## Records drawn from a dataset
= = = =

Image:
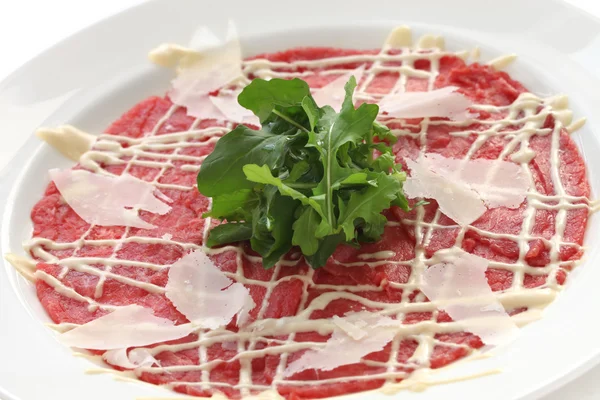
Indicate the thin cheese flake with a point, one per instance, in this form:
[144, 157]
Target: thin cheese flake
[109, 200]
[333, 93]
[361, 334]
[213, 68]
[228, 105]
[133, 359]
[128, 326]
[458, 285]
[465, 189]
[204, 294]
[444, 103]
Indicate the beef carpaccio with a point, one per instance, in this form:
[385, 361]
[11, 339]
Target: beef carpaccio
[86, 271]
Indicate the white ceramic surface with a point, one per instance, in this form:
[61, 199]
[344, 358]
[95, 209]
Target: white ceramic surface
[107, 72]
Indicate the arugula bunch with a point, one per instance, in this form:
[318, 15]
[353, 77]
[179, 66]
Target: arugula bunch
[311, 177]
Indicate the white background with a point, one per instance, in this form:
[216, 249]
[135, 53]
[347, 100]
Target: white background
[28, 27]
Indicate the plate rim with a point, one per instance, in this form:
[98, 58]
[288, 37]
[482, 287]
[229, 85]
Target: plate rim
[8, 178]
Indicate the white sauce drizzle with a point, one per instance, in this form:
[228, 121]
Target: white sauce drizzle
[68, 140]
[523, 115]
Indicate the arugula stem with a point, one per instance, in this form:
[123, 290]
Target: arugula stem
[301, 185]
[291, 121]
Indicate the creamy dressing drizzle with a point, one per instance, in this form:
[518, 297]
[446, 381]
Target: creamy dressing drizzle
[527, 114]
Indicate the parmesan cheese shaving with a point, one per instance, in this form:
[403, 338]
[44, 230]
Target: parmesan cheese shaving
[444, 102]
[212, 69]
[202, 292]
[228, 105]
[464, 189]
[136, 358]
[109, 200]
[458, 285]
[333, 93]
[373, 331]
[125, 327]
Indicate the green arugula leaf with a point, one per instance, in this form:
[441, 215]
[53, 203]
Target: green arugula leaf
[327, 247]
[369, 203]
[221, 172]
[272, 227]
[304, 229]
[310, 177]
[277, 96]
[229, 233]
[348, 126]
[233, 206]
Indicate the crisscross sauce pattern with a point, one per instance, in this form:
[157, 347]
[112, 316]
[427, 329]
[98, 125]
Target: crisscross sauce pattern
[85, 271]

= = = =

## Work instruction
Leave images out of the retyped records; keep all else exact.

## Expected output
Image:
Indicate the thin cheese flake with a point, one per instance, in this form:
[144, 157]
Target: thin cheese flake
[109, 200]
[333, 93]
[361, 334]
[213, 68]
[228, 105]
[133, 359]
[128, 326]
[458, 285]
[465, 189]
[204, 294]
[444, 103]
Indicate the beef carpaccio with a point, one per instance, in this form:
[385, 361]
[11, 339]
Target: beef carpaccio
[86, 271]
Indicate the white ceramic surface with a point, one per instance, in this form:
[61, 199]
[344, 358]
[95, 209]
Target: white ceramic surface
[107, 72]
Indicate the arugula bunch with a point, one per instance, in this form:
[318, 15]
[353, 77]
[179, 66]
Target: arugula bunch
[311, 177]
Indicate the white background with a point, one per instance, in this form:
[216, 249]
[135, 53]
[347, 100]
Target: white background
[28, 27]
Indicate the plate rim with a point, one per instance, in this form:
[98, 58]
[288, 37]
[482, 287]
[229, 85]
Target: plate rim
[8, 178]
Indicate the white sauce drizzle with a point, one per instance, in this form:
[228, 121]
Target: white sauce drizzle
[68, 140]
[523, 115]
Indicate the arugula stem with a point, one per instance, in this form:
[123, 290]
Target: arugula stem
[301, 185]
[291, 121]
Indicate the creamy dressing drizzle with a point, one per instance, in this form:
[518, 297]
[446, 381]
Target: creamy dressing drizzle
[527, 114]
Indicate the parmesan cheese shaving with a point, one per instance, in this form:
[403, 338]
[44, 230]
Target: parmesan cheese shaving
[444, 102]
[212, 69]
[202, 292]
[228, 105]
[464, 189]
[136, 358]
[109, 200]
[458, 285]
[333, 93]
[373, 331]
[125, 327]
Indicate the green arugula leaf with a point, one per instance, in this form:
[441, 215]
[53, 203]
Target: green arugula leaf
[327, 247]
[369, 203]
[221, 172]
[272, 227]
[304, 229]
[310, 177]
[277, 96]
[229, 233]
[348, 126]
[233, 206]
Indicate the crisscross sauce pattern with a point, one per instance, in this form:
[157, 347]
[112, 316]
[427, 329]
[98, 125]
Target: crisscross sauce pattern
[85, 271]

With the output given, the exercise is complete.